**SUPPLIED INFORMATION**
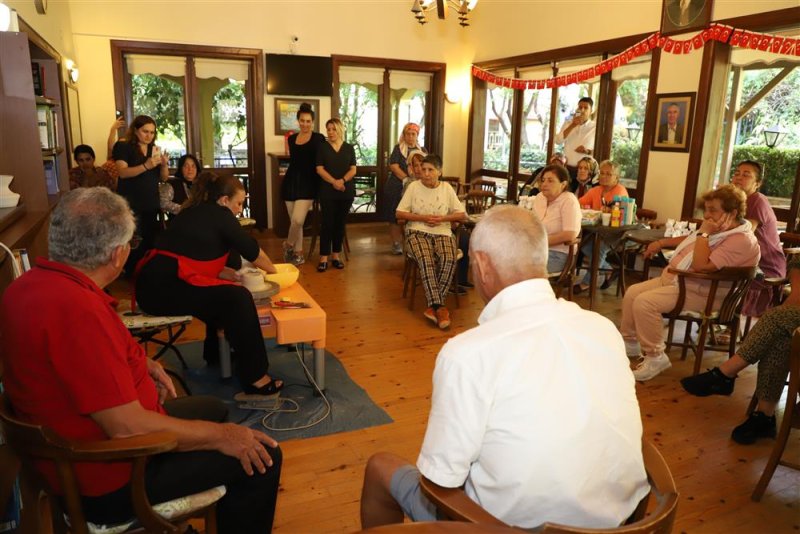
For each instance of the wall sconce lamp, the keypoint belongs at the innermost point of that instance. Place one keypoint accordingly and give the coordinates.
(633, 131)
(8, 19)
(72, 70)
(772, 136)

**OBJECTIVE**
Rewrite the listing above as a JSON list of strings with one string per line, leaving out blank lines and the pictures.

**FULL RESPONSE**
[
  "For each instance of the wall sconce lamp, the keypoint belongs at the innermost point of that instance. Place one keypoint accordingly and give the coordinates.",
  "(633, 131)",
  "(8, 19)",
  "(72, 70)",
  "(772, 136)"
]